__ACTIVITY__:
Look through the lines below, find those with the word "landing", and copy them.

__Records drawn from a dataset__:

________________

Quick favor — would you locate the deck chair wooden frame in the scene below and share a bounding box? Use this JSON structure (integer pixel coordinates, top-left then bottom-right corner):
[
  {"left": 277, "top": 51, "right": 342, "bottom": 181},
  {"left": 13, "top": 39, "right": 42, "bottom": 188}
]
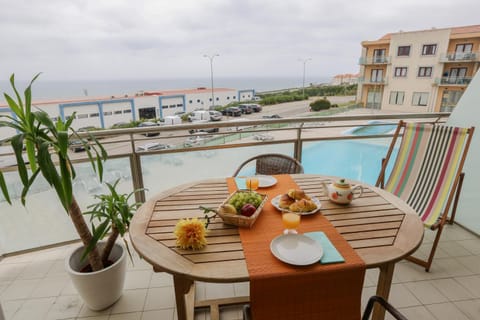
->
[
  {"left": 376, "top": 120, "right": 474, "bottom": 271},
  {"left": 232, "top": 153, "right": 304, "bottom": 177}
]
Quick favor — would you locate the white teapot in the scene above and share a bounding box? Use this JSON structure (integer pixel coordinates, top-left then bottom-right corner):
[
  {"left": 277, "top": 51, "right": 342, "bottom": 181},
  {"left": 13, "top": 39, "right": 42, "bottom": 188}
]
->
[{"left": 321, "top": 178, "right": 363, "bottom": 204}]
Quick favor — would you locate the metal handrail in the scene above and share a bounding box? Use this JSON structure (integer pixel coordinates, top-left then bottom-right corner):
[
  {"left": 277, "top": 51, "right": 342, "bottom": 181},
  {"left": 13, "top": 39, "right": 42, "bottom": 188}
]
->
[{"left": 0, "top": 111, "right": 450, "bottom": 255}]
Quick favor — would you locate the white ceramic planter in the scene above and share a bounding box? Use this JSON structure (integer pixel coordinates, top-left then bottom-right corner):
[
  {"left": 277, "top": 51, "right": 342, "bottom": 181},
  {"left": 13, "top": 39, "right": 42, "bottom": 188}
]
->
[{"left": 65, "top": 242, "right": 127, "bottom": 310}]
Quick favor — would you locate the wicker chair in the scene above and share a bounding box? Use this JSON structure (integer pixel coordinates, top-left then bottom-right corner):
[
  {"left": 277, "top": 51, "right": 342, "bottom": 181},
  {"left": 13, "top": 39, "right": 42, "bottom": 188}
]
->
[{"left": 232, "top": 153, "right": 304, "bottom": 177}]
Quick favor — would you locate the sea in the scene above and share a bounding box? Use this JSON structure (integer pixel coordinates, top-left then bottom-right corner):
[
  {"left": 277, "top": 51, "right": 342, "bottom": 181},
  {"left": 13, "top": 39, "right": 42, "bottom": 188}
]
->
[{"left": 0, "top": 76, "right": 331, "bottom": 101}]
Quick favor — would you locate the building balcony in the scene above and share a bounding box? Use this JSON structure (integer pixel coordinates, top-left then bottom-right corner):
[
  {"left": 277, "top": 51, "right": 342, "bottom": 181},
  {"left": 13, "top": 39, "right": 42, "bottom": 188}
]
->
[
  {"left": 358, "top": 77, "right": 388, "bottom": 85},
  {"left": 439, "top": 52, "right": 479, "bottom": 63},
  {"left": 434, "top": 76, "right": 473, "bottom": 86},
  {"left": 358, "top": 56, "right": 391, "bottom": 65},
  {"left": 2, "top": 112, "right": 479, "bottom": 320}
]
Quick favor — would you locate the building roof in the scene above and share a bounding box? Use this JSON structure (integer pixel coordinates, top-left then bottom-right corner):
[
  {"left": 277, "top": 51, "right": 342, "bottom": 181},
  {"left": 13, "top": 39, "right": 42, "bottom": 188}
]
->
[
  {"left": 0, "top": 87, "right": 237, "bottom": 108},
  {"left": 369, "top": 24, "right": 480, "bottom": 43},
  {"left": 333, "top": 73, "right": 360, "bottom": 79}
]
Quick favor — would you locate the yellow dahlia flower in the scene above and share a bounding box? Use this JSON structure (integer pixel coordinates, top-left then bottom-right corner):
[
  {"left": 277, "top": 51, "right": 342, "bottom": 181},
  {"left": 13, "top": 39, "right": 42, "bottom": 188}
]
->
[{"left": 174, "top": 218, "right": 208, "bottom": 250}]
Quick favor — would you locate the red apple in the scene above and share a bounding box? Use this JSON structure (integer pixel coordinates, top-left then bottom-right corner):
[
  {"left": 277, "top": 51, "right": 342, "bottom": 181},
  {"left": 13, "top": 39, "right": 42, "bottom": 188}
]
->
[{"left": 241, "top": 203, "right": 257, "bottom": 217}]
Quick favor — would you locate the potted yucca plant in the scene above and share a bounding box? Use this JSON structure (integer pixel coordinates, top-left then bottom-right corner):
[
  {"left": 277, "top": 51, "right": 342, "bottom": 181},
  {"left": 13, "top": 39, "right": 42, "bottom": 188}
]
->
[{"left": 0, "top": 74, "right": 139, "bottom": 310}]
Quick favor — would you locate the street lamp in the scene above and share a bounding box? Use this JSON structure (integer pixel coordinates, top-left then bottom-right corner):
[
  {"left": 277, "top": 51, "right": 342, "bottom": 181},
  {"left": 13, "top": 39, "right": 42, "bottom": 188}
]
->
[
  {"left": 203, "top": 53, "right": 219, "bottom": 109},
  {"left": 299, "top": 58, "right": 312, "bottom": 98}
]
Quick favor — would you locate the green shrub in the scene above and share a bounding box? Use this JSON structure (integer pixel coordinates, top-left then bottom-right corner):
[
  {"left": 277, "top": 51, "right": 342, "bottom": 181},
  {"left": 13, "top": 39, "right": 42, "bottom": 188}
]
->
[{"left": 309, "top": 99, "right": 331, "bottom": 111}]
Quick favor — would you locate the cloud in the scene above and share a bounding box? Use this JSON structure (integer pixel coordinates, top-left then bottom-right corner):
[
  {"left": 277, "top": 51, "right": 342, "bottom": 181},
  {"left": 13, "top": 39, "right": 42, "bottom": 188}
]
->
[{"left": 1, "top": 0, "right": 479, "bottom": 81}]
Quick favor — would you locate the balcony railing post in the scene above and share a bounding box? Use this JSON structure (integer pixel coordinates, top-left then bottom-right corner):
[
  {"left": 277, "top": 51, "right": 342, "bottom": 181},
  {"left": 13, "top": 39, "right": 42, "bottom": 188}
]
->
[
  {"left": 294, "top": 124, "right": 304, "bottom": 162},
  {"left": 130, "top": 153, "right": 146, "bottom": 203}
]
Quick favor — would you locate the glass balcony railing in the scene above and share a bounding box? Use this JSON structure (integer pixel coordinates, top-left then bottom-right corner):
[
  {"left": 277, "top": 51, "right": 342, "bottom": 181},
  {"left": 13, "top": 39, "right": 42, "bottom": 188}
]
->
[
  {"left": 434, "top": 76, "right": 472, "bottom": 85},
  {"left": 0, "top": 112, "right": 450, "bottom": 255},
  {"left": 439, "top": 52, "right": 479, "bottom": 62},
  {"left": 358, "top": 77, "right": 388, "bottom": 85},
  {"left": 358, "top": 56, "right": 391, "bottom": 65}
]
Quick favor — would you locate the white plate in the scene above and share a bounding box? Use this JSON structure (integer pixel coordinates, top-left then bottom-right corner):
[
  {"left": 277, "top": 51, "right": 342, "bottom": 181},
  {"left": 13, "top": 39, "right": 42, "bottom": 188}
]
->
[
  {"left": 255, "top": 175, "right": 277, "bottom": 188},
  {"left": 271, "top": 194, "right": 321, "bottom": 215},
  {"left": 270, "top": 234, "right": 323, "bottom": 266}
]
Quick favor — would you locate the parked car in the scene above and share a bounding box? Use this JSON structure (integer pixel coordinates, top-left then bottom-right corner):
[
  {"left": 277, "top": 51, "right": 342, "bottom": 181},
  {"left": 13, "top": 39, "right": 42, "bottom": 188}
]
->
[
  {"left": 69, "top": 140, "right": 90, "bottom": 152},
  {"left": 209, "top": 110, "right": 223, "bottom": 121},
  {"left": 137, "top": 121, "right": 160, "bottom": 137},
  {"left": 237, "top": 104, "right": 253, "bottom": 114},
  {"left": 183, "top": 135, "right": 209, "bottom": 147},
  {"left": 136, "top": 142, "right": 171, "bottom": 152},
  {"left": 262, "top": 114, "right": 282, "bottom": 119},
  {"left": 248, "top": 104, "right": 262, "bottom": 112},
  {"left": 252, "top": 133, "right": 274, "bottom": 141},
  {"left": 189, "top": 127, "right": 219, "bottom": 134},
  {"left": 78, "top": 126, "right": 98, "bottom": 132},
  {"left": 111, "top": 122, "right": 131, "bottom": 129},
  {"left": 222, "top": 107, "right": 242, "bottom": 117}
]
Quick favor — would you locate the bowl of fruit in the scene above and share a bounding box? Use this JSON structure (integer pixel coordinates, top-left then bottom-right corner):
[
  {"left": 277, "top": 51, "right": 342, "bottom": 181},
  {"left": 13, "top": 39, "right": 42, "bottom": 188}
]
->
[{"left": 217, "top": 190, "right": 268, "bottom": 228}]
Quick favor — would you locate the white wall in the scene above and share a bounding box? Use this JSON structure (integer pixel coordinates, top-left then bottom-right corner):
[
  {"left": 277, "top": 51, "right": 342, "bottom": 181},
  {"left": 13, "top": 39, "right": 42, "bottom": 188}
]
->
[{"left": 446, "top": 71, "right": 480, "bottom": 235}]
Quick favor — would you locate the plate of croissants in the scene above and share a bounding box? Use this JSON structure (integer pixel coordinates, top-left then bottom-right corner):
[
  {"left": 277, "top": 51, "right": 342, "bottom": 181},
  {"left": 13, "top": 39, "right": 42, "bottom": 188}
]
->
[{"left": 271, "top": 189, "right": 321, "bottom": 215}]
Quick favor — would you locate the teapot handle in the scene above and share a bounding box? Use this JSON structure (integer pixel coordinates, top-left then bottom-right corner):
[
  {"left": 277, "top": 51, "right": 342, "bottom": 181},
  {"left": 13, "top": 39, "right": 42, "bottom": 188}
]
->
[{"left": 352, "top": 185, "right": 363, "bottom": 199}]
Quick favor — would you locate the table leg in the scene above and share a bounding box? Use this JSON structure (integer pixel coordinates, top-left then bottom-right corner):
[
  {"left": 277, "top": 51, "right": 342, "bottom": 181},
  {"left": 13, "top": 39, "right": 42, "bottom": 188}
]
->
[
  {"left": 372, "top": 262, "right": 395, "bottom": 320},
  {"left": 173, "top": 275, "right": 195, "bottom": 320}
]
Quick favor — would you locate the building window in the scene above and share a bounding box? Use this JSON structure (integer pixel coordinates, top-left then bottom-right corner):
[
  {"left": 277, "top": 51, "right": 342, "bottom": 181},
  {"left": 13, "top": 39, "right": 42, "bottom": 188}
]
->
[
  {"left": 197, "top": 99, "right": 200, "bottom": 103},
  {"left": 189, "top": 100, "right": 193, "bottom": 104},
  {"left": 422, "top": 44, "right": 437, "bottom": 55},
  {"left": 114, "top": 110, "right": 122, "bottom": 115},
  {"left": 123, "top": 109, "right": 131, "bottom": 114},
  {"left": 394, "top": 67, "right": 408, "bottom": 77},
  {"left": 103, "top": 111, "right": 112, "bottom": 116},
  {"left": 77, "top": 114, "right": 88, "bottom": 119},
  {"left": 373, "top": 49, "right": 386, "bottom": 62},
  {"left": 371, "top": 69, "right": 383, "bottom": 82},
  {"left": 227, "top": 97, "right": 230, "bottom": 100},
  {"left": 418, "top": 67, "right": 433, "bottom": 77},
  {"left": 216, "top": 97, "right": 219, "bottom": 101},
  {"left": 412, "top": 92, "right": 429, "bottom": 106},
  {"left": 397, "top": 46, "right": 410, "bottom": 56},
  {"left": 89, "top": 113, "right": 99, "bottom": 117},
  {"left": 389, "top": 91, "right": 405, "bottom": 105}
]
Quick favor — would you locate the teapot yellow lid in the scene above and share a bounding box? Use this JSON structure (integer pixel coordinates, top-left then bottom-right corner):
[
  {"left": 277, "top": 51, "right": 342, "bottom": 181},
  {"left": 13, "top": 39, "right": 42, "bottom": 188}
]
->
[{"left": 334, "top": 178, "right": 351, "bottom": 188}]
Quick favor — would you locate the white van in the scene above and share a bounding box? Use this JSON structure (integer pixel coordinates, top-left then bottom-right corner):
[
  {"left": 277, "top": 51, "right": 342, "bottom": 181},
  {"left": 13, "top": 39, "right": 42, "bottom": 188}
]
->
[
  {"left": 188, "top": 110, "right": 210, "bottom": 122},
  {"left": 164, "top": 116, "right": 181, "bottom": 125}
]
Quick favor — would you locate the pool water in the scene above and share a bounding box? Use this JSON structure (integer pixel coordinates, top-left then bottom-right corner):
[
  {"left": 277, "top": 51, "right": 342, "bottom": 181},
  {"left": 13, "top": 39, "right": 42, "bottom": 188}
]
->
[
  {"left": 302, "top": 139, "right": 396, "bottom": 184},
  {"left": 345, "top": 121, "right": 397, "bottom": 136}
]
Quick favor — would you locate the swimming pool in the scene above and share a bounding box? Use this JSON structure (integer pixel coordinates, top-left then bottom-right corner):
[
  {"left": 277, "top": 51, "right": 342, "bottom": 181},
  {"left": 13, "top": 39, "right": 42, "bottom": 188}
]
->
[
  {"left": 302, "top": 139, "right": 396, "bottom": 185},
  {"left": 344, "top": 121, "right": 397, "bottom": 136}
]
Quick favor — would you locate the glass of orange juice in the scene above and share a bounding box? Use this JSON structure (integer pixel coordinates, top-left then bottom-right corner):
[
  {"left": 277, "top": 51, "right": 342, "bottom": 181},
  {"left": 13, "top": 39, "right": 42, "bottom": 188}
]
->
[
  {"left": 245, "top": 177, "right": 259, "bottom": 191},
  {"left": 282, "top": 212, "right": 301, "bottom": 234}
]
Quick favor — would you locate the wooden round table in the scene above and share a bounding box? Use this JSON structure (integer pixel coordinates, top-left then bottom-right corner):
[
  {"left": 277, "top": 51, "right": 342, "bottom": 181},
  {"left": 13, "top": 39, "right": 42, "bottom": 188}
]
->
[{"left": 130, "top": 174, "right": 424, "bottom": 320}]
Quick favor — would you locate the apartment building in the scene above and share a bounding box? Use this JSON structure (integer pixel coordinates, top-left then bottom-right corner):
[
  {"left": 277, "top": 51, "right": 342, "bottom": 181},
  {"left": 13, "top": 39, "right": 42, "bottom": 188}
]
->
[{"left": 357, "top": 24, "right": 480, "bottom": 112}]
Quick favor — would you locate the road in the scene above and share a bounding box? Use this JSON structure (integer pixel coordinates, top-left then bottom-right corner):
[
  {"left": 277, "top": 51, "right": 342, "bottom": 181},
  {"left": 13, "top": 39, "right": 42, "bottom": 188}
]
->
[
  {"left": 68, "top": 95, "right": 357, "bottom": 159},
  {"left": 238, "top": 95, "right": 356, "bottom": 119}
]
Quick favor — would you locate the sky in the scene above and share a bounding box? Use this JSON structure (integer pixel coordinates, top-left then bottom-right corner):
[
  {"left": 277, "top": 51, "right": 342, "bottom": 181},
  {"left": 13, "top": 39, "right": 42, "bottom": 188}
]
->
[{"left": 1, "top": 0, "right": 480, "bottom": 82}]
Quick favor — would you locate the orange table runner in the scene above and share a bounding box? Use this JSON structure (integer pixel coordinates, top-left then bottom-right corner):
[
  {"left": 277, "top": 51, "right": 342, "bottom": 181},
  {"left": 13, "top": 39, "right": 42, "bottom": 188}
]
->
[{"left": 227, "top": 174, "right": 366, "bottom": 320}]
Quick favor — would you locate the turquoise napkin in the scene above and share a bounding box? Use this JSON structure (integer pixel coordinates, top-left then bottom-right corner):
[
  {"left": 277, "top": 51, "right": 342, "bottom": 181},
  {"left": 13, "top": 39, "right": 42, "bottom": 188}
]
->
[
  {"left": 304, "top": 231, "right": 345, "bottom": 264},
  {"left": 235, "top": 177, "right": 247, "bottom": 190}
]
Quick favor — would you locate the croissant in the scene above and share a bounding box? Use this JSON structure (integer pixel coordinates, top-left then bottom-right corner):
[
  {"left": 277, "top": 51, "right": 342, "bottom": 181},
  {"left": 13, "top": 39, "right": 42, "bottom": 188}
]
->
[
  {"left": 278, "top": 193, "right": 295, "bottom": 209},
  {"left": 289, "top": 199, "right": 317, "bottom": 212},
  {"left": 287, "top": 189, "right": 311, "bottom": 200}
]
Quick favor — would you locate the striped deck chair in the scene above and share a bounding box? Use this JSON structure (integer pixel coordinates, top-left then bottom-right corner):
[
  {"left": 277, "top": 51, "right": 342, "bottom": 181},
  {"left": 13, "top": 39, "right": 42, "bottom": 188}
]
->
[{"left": 376, "top": 120, "right": 474, "bottom": 271}]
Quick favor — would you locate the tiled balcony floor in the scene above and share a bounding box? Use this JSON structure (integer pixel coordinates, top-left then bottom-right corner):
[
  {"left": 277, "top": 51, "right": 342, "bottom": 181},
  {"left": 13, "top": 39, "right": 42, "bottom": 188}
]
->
[{"left": 1, "top": 223, "right": 479, "bottom": 320}]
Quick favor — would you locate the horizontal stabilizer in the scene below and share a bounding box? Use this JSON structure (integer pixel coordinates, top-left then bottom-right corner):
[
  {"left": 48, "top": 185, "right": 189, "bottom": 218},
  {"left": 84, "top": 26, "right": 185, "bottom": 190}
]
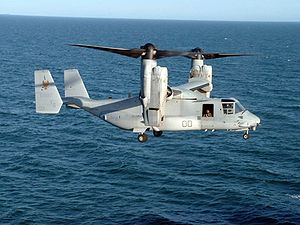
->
[{"left": 34, "top": 70, "right": 63, "bottom": 114}]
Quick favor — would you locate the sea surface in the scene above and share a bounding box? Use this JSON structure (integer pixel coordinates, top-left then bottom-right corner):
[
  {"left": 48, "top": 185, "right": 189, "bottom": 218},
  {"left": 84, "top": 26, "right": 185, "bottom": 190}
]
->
[{"left": 0, "top": 15, "right": 300, "bottom": 224}]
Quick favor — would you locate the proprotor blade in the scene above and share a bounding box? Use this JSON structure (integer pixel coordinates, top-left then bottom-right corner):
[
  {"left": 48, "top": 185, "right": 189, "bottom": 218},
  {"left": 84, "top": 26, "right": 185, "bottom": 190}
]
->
[
  {"left": 156, "top": 50, "right": 193, "bottom": 59},
  {"left": 140, "top": 43, "right": 192, "bottom": 59},
  {"left": 202, "top": 53, "right": 253, "bottom": 59},
  {"left": 70, "top": 43, "right": 252, "bottom": 60},
  {"left": 70, "top": 43, "right": 196, "bottom": 60},
  {"left": 185, "top": 47, "right": 253, "bottom": 59},
  {"left": 69, "top": 44, "right": 145, "bottom": 58}
]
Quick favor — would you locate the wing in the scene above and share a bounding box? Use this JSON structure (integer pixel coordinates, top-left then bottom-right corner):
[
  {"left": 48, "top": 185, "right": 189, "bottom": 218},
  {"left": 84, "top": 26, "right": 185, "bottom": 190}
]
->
[{"left": 175, "top": 77, "right": 209, "bottom": 91}]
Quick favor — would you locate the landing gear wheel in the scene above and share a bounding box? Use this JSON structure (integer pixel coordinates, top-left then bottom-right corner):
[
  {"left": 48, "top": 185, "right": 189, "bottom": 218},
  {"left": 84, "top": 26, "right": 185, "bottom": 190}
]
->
[
  {"left": 138, "top": 133, "right": 148, "bottom": 142},
  {"left": 153, "top": 130, "right": 163, "bottom": 137},
  {"left": 243, "top": 133, "right": 250, "bottom": 140}
]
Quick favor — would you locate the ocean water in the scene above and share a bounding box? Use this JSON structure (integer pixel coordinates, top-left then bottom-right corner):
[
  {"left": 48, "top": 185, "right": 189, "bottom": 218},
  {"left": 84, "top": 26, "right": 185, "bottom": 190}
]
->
[{"left": 0, "top": 15, "right": 300, "bottom": 224}]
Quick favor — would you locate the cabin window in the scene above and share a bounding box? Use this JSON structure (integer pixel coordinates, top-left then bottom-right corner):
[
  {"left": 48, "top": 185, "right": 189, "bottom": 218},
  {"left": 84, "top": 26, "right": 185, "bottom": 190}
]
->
[
  {"left": 222, "top": 103, "right": 234, "bottom": 114},
  {"left": 202, "top": 104, "right": 214, "bottom": 117}
]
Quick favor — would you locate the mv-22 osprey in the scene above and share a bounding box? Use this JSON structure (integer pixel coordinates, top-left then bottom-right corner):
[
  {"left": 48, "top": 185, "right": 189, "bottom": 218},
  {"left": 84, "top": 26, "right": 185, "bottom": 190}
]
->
[{"left": 34, "top": 43, "right": 260, "bottom": 142}]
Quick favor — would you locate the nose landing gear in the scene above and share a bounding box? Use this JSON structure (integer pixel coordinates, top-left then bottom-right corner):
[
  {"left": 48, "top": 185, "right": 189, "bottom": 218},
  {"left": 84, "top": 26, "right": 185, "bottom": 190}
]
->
[
  {"left": 138, "top": 133, "right": 148, "bottom": 142},
  {"left": 243, "top": 129, "right": 251, "bottom": 140}
]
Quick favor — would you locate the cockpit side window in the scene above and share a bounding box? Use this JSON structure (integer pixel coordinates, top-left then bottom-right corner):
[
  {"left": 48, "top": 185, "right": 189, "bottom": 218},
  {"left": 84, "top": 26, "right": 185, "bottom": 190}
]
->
[
  {"left": 222, "top": 103, "right": 234, "bottom": 115},
  {"left": 221, "top": 99, "right": 245, "bottom": 115}
]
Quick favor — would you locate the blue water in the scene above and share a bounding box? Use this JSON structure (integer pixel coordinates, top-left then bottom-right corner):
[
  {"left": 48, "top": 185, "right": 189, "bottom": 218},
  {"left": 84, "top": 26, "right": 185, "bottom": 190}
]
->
[{"left": 0, "top": 15, "right": 300, "bottom": 224}]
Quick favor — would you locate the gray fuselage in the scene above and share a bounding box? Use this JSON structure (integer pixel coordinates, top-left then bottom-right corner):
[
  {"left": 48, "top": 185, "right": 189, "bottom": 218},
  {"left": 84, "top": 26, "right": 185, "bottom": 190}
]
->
[{"left": 65, "top": 89, "right": 260, "bottom": 133}]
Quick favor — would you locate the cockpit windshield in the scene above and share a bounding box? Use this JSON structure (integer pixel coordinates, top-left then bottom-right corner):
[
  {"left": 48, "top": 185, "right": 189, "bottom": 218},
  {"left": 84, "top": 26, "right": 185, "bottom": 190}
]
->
[
  {"left": 221, "top": 99, "right": 245, "bottom": 115},
  {"left": 235, "top": 101, "right": 245, "bottom": 113}
]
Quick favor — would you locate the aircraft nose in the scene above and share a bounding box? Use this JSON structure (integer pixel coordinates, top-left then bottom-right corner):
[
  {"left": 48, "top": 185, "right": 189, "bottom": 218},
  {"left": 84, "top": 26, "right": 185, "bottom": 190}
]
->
[
  {"left": 255, "top": 115, "right": 261, "bottom": 125},
  {"left": 247, "top": 112, "right": 260, "bottom": 129},
  {"left": 238, "top": 111, "right": 261, "bottom": 130},
  {"left": 252, "top": 114, "right": 261, "bottom": 130}
]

________________

__ANSWER AREA__:
Quick favor — would you locate the landing gear wheel in the scene above and share a bounding box? Use this JSON structure (integer pixel coordinates, top-left then bottom-right corner):
Quick favor — would you locate the nose landing gear in the scene above and share a bounding box? Use this JSON structure (integer pixel coordinates, top-left then bottom-right corner):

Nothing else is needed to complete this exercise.